把包含“For every instance of the car's”的那一行到包含“x=212 y=185”的那一行（首尾两行都算在内）整理成 JSON 字符串列表，每行对应一个字符串，空行略去。

◆ 已存数据行:
---

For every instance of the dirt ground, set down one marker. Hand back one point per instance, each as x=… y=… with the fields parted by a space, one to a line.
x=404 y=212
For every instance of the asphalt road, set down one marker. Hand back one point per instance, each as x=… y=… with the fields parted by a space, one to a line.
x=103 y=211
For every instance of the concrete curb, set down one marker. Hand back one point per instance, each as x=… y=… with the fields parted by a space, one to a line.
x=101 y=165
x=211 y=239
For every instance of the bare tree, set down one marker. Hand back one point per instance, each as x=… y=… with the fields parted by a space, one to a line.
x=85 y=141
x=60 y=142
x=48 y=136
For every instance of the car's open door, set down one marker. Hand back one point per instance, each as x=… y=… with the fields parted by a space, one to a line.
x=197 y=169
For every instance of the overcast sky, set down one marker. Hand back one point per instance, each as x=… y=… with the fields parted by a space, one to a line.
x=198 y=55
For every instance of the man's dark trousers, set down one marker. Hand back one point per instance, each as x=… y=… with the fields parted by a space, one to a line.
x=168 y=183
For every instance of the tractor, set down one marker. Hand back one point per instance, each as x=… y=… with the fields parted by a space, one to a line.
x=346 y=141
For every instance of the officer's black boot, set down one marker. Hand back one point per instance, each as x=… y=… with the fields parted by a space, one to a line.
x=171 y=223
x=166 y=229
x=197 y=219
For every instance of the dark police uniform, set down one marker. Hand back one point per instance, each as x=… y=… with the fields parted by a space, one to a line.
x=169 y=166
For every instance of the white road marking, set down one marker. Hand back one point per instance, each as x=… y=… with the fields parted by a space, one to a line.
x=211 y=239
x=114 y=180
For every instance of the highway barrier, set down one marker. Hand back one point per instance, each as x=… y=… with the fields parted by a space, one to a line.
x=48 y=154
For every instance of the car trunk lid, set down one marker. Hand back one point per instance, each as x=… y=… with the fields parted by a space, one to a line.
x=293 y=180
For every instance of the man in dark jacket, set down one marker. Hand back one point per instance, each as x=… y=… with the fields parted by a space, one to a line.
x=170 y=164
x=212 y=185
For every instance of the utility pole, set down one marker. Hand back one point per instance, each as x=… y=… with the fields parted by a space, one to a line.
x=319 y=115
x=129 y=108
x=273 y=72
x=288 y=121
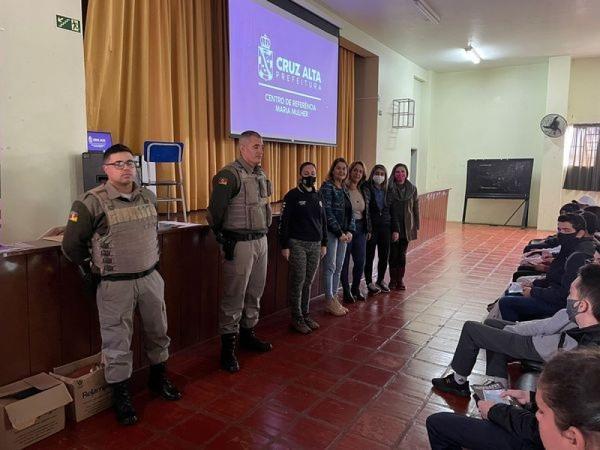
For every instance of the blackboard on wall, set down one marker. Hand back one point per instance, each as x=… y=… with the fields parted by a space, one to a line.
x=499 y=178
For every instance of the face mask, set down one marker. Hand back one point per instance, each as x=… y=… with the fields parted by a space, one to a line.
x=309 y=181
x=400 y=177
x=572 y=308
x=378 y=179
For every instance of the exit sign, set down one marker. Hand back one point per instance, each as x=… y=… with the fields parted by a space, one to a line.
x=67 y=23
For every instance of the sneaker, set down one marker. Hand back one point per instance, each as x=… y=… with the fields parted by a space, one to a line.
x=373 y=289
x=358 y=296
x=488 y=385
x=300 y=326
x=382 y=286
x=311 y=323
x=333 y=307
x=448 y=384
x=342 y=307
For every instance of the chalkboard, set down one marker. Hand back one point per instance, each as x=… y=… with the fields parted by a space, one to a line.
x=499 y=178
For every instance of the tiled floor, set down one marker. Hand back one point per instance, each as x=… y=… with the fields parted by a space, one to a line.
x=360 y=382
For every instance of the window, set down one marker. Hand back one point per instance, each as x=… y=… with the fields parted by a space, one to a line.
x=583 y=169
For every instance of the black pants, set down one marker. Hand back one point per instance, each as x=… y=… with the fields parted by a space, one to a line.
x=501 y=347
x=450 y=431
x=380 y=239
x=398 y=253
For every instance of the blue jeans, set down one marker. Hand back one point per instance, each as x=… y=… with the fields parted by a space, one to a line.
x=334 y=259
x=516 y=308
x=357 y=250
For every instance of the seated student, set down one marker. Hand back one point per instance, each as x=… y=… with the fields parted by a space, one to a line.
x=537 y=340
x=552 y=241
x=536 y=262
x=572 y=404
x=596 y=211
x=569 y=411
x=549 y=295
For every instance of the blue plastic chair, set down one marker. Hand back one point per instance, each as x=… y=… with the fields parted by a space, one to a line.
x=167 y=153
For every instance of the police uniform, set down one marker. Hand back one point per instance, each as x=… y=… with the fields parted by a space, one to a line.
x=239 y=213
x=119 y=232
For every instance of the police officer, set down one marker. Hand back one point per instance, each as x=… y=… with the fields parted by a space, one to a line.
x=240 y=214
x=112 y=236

---

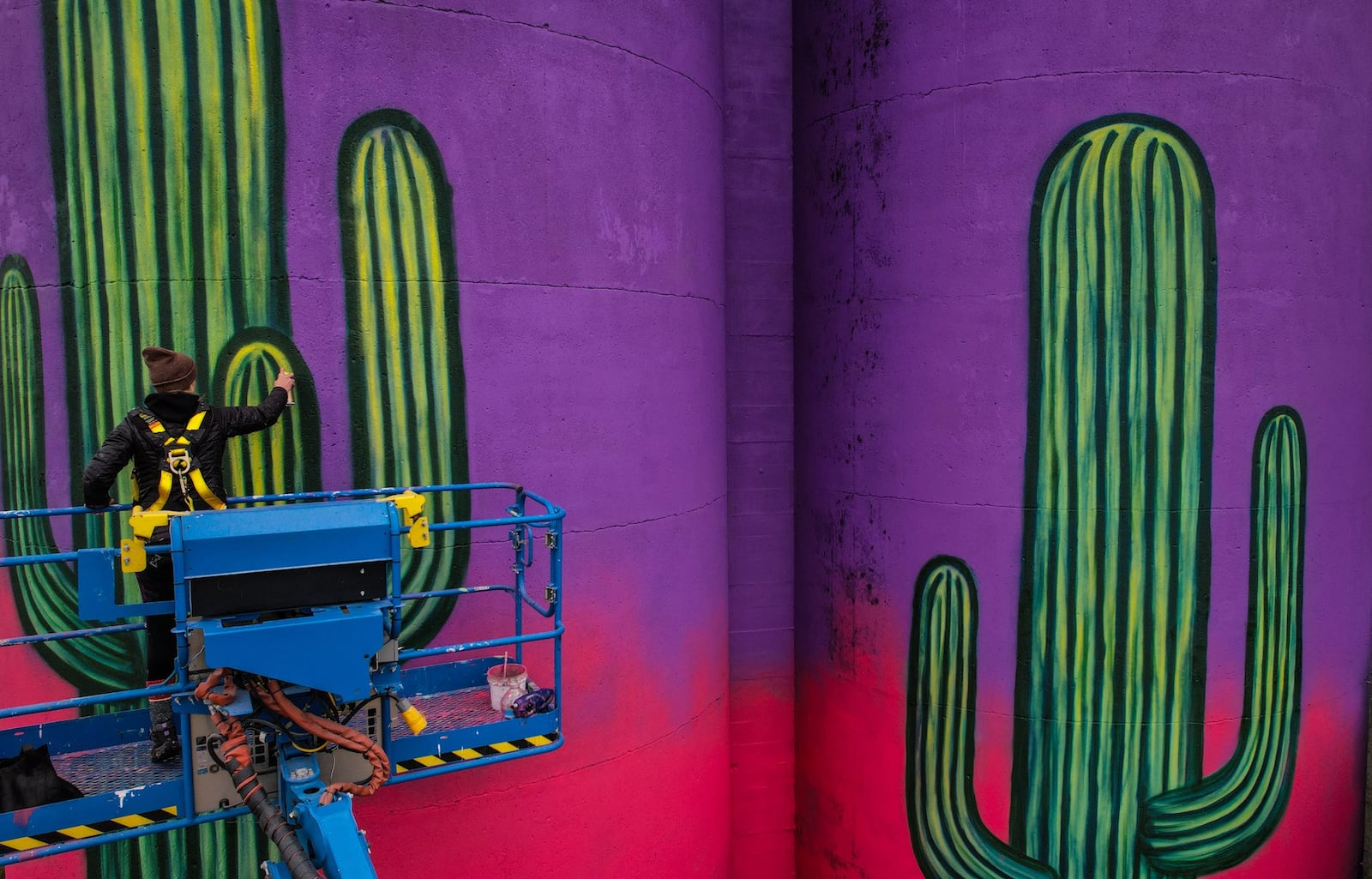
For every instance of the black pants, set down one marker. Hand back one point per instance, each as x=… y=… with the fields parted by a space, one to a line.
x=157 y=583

---

◆ 已解问题:
[
  "For every instance of the car's open door, set down one marker. Hand back one point per instance, each as x=… y=… with the fields parted by a space, one to a line.",
  "x=197 y=169",
  "For every instance of the overcast sky, set down one marker. Hand back one point per instance, each as x=… y=… with the fields parted by a space, one to a line.",
  "x=198 y=55",
  "For every instance of the man's dark trousers, set down one marker. Hand back one point per instance, each as x=… y=… with the fields parted by a space, one to a line.",
  "x=168 y=183",
  "For every instance of the tractor, set down one marker. Hand back one point per instance, each as x=… y=… with the fields parted by a space, one to a line.",
  "x=346 y=141",
  "For every instance of the officer's black boot, set down one marker. Hand back one point per instance, each as x=… y=… with the fields parted by a space, one to a line.",
  "x=171 y=223",
  "x=166 y=229",
  "x=197 y=219",
  "For every instance of the dark police uniform, set down one marker. Hand back one point per instance, each as x=… y=… with the fields parted by a space, one to a line.",
  "x=169 y=166",
  "For every instance of the white road marking, set down one marker. Hand back one point per instance, each as x=… y=… with the fields parted by a space, one to a line.",
  "x=211 y=239",
  "x=114 y=180",
  "For every instance of the highway barrier, set down one marker. Hand back one point per instance, each as x=… y=… with the fields parted by a space, one to a line.",
  "x=48 y=154",
  "For every instance of the car trunk lid, set down one marker. Hand back one point per instance, each as x=… y=… with the fields parted by a space, one to a line.",
  "x=293 y=180",
  "For every instance of the man in dark jacket, set down one marker. Hand back one point per instance, each as x=… y=… with the fields parted by a space, one to a line.",
  "x=170 y=164",
  "x=212 y=185"
]